What is expected:
The lines to return are those below that contain the word "coat".

Image-grounded pointing data:
====================

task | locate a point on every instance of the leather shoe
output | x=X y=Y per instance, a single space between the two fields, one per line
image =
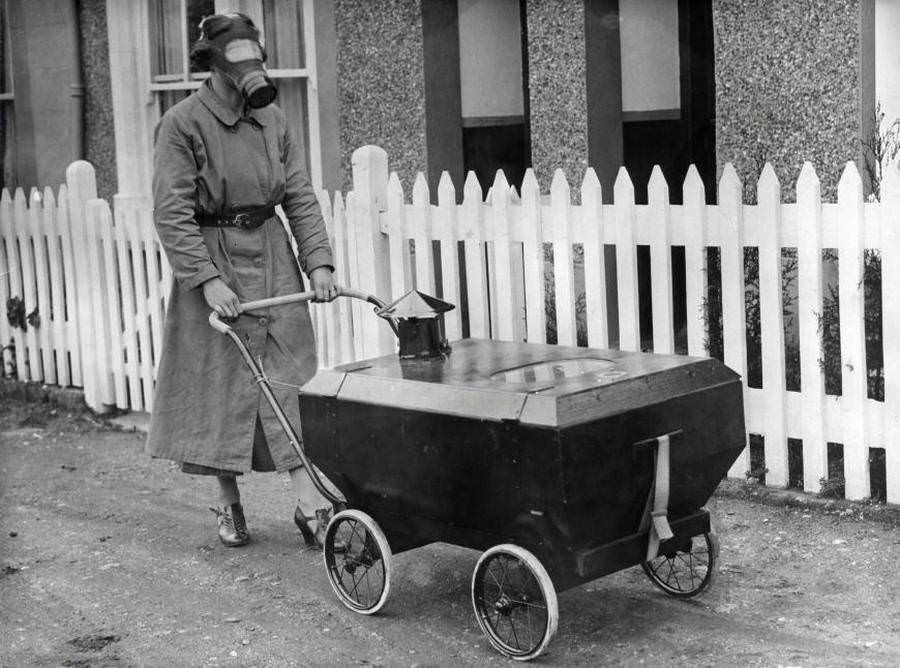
x=315 y=537
x=232 y=525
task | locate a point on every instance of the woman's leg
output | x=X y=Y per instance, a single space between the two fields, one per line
x=228 y=490
x=230 y=515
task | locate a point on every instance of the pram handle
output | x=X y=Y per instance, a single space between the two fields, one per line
x=217 y=324
x=260 y=379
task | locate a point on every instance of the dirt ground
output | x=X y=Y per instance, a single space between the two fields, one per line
x=109 y=558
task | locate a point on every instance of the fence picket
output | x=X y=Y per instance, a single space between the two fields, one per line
x=327 y=341
x=5 y=291
x=420 y=222
x=594 y=261
x=82 y=186
x=73 y=334
x=354 y=273
x=113 y=288
x=660 y=263
x=24 y=232
x=155 y=302
x=771 y=324
x=503 y=295
x=732 y=261
x=398 y=241
x=446 y=225
x=473 y=245
x=128 y=352
x=563 y=272
x=533 y=260
x=50 y=223
x=853 y=340
x=809 y=307
x=626 y=262
x=14 y=282
x=344 y=335
x=695 y=279
x=890 y=275
x=42 y=283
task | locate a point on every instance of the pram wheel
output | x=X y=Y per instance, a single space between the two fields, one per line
x=687 y=570
x=361 y=575
x=514 y=601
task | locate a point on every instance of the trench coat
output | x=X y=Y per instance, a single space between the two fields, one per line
x=211 y=160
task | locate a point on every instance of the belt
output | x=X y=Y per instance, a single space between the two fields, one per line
x=245 y=220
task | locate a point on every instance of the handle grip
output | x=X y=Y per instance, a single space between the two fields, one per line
x=217 y=324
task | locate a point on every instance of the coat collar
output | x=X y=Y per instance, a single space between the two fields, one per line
x=225 y=114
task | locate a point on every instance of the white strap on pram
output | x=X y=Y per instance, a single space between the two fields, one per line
x=656 y=514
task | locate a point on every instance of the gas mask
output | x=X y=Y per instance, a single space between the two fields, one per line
x=236 y=52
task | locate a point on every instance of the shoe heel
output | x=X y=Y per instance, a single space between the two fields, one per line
x=302 y=522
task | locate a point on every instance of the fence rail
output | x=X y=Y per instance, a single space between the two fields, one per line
x=521 y=266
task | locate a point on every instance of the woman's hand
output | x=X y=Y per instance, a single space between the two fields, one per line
x=321 y=280
x=221 y=298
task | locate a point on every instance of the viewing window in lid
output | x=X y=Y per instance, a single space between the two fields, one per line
x=554 y=370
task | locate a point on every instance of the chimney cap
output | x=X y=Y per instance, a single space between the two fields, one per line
x=415 y=304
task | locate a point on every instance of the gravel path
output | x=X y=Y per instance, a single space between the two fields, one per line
x=111 y=559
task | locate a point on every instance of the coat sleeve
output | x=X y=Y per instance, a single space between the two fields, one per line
x=174 y=197
x=302 y=209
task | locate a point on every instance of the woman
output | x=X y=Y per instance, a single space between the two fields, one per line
x=224 y=159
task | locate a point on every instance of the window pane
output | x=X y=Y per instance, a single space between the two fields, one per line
x=169 y=98
x=292 y=100
x=170 y=38
x=197 y=10
x=283 y=33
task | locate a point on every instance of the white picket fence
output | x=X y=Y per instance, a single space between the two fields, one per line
x=100 y=283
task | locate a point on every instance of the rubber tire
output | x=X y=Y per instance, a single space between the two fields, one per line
x=712 y=544
x=547 y=591
x=376 y=534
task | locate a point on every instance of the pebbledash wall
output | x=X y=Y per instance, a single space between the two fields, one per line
x=789 y=87
x=381 y=82
x=557 y=93
x=99 y=139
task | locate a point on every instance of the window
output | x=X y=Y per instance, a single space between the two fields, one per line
x=7 y=115
x=286 y=31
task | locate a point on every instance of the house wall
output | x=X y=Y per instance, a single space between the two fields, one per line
x=99 y=139
x=887 y=62
x=557 y=89
x=46 y=77
x=381 y=83
x=789 y=87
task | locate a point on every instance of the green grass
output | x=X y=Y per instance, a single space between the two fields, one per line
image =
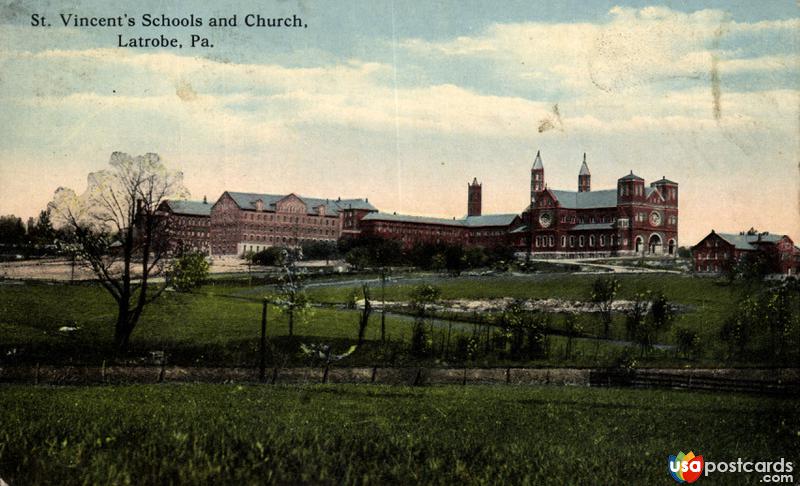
x=203 y=434
x=709 y=302
x=219 y=324
x=211 y=327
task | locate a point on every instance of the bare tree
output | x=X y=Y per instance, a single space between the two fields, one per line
x=116 y=230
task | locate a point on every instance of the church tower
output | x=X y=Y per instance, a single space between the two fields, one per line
x=584 y=177
x=474 y=198
x=537 y=177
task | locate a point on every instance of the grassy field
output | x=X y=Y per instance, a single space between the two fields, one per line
x=219 y=324
x=200 y=434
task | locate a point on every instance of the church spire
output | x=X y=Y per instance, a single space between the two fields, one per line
x=537 y=163
x=584 y=177
x=537 y=177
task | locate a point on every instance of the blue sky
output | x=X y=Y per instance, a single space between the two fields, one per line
x=404 y=102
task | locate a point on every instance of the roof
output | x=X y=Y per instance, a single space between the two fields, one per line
x=747 y=241
x=191 y=208
x=631 y=177
x=663 y=180
x=490 y=220
x=537 y=163
x=584 y=168
x=247 y=200
x=468 y=222
x=592 y=226
x=606 y=198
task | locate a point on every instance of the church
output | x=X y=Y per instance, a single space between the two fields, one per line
x=632 y=219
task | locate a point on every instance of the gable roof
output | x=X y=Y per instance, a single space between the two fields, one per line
x=247 y=200
x=748 y=241
x=190 y=208
x=584 y=168
x=631 y=177
x=663 y=180
x=537 y=163
x=468 y=222
x=606 y=198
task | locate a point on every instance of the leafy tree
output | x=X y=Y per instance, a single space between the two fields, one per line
x=421 y=340
x=604 y=290
x=422 y=296
x=268 y=257
x=739 y=329
x=117 y=233
x=41 y=232
x=636 y=320
x=513 y=325
x=537 y=336
x=189 y=270
x=751 y=269
x=661 y=312
x=363 y=320
x=572 y=327
x=12 y=230
x=688 y=341
x=320 y=250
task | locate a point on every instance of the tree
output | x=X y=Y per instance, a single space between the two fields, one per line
x=12 y=230
x=363 y=320
x=116 y=231
x=688 y=341
x=604 y=290
x=187 y=271
x=320 y=250
x=293 y=297
x=41 y=231
x=636 y=321
x=422 y=296
x=572 y=328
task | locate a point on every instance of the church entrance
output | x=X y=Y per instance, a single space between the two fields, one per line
x=654 y=245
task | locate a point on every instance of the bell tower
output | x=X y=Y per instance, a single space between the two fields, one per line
x=537 y=177
x=474 y=198
x=584 y=177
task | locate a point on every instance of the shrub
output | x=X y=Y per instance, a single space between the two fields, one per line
x=189 y=270
x=421 y=340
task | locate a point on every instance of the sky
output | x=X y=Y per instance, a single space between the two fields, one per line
x=405 y=102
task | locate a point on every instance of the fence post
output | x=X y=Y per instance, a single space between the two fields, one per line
x=262 y=368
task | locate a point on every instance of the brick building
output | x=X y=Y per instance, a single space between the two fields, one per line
x=242 y=222
x=486 y=231
x=189 y=223
x=719 y=252
x=633 y=219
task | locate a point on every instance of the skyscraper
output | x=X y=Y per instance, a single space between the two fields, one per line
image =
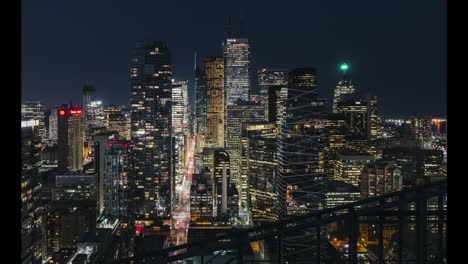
x=30 y=189
x=302 y=160
x=236 y=57
x=237 y=114
x=379 y=178
x=116 y=193
x=214 y=68
x=267 y=78
x=344 y=87
x=259 y=165
x=35 y=111
x=179 y=94
x=150 y=79
x=200 y=99
x=70 y=138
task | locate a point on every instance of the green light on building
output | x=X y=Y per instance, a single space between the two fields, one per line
x=344 y=67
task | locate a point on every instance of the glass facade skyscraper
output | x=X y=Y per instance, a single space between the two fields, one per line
x=236 y=57
x=150 y=79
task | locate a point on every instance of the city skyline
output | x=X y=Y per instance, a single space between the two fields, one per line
x=411 y=51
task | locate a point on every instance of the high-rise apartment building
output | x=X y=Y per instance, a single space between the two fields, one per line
x=345 y=86
x=302 y=146
x=379 y=178
x=35 y=111
x=151 y=94
x=236 y=55
x=116 y=170
x=214 y=68
x=179 y=96
x=258 y=164
x=267 y=78
x=70 y=138
x=237 y=114
x=349 y=167
x=200 y=99
x=302 y=161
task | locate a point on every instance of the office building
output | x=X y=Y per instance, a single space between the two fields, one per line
x=237 y=114
x=277 y=96
x=259 y=166
x=201 y=198
x=200 y=99
x=76 y=187
x=236 y=57
x=349 y=166
x=116 y=182
x=379 y=178
x=30 y=189
x=70 y=138
x=302 y=146
x=216 y=164
x=101 y=140
x=267 y=78
x=340 y=193
x=179 y=105
x=345 y=86
x=214 y=68
x=150 y=80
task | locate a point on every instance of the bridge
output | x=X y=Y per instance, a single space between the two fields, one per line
x=416 y=212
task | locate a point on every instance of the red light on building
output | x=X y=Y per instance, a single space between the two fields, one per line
x=76 y=112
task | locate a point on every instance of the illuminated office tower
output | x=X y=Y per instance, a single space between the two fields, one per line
x=88 y=95
x=53 y=136
x=35 y=111
x=336 y=126
x=179 y=94
x=70 y=138
x=100 y=142
x=344 y=87
x=95 y=124
x=302 y=161
x=349 y=167
x=379 y=178
x=303 y=150
x=214 y=68
x=150 y=79
x=30 y=190
x=201 y=199
x=116 y=191
x=118 y=120
x=214 y=161
x=237 y=114
x=236 y=55
x=373 y=118
x=200 y=99
x=267 y=78
x=422 y=130
x=277 y=96
x=340 y=193
x=258 y=163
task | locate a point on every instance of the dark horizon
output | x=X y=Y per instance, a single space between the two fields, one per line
x=397 y=50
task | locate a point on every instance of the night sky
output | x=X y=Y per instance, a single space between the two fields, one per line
x=397 y=49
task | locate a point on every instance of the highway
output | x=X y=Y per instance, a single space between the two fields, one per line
x=180 y=214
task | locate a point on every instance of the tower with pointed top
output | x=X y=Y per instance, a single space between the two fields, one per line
x=343 y=87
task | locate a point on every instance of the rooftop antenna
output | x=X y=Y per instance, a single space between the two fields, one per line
x=241 y=21
x=229 y=28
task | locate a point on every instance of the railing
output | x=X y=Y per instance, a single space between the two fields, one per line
x=403 y=208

====================

Answer for the task:
task | locate a point on every instance of the trench coat
task | locate a point on every instance of the coat collar
task | locate a point on every instance of the coat sleeve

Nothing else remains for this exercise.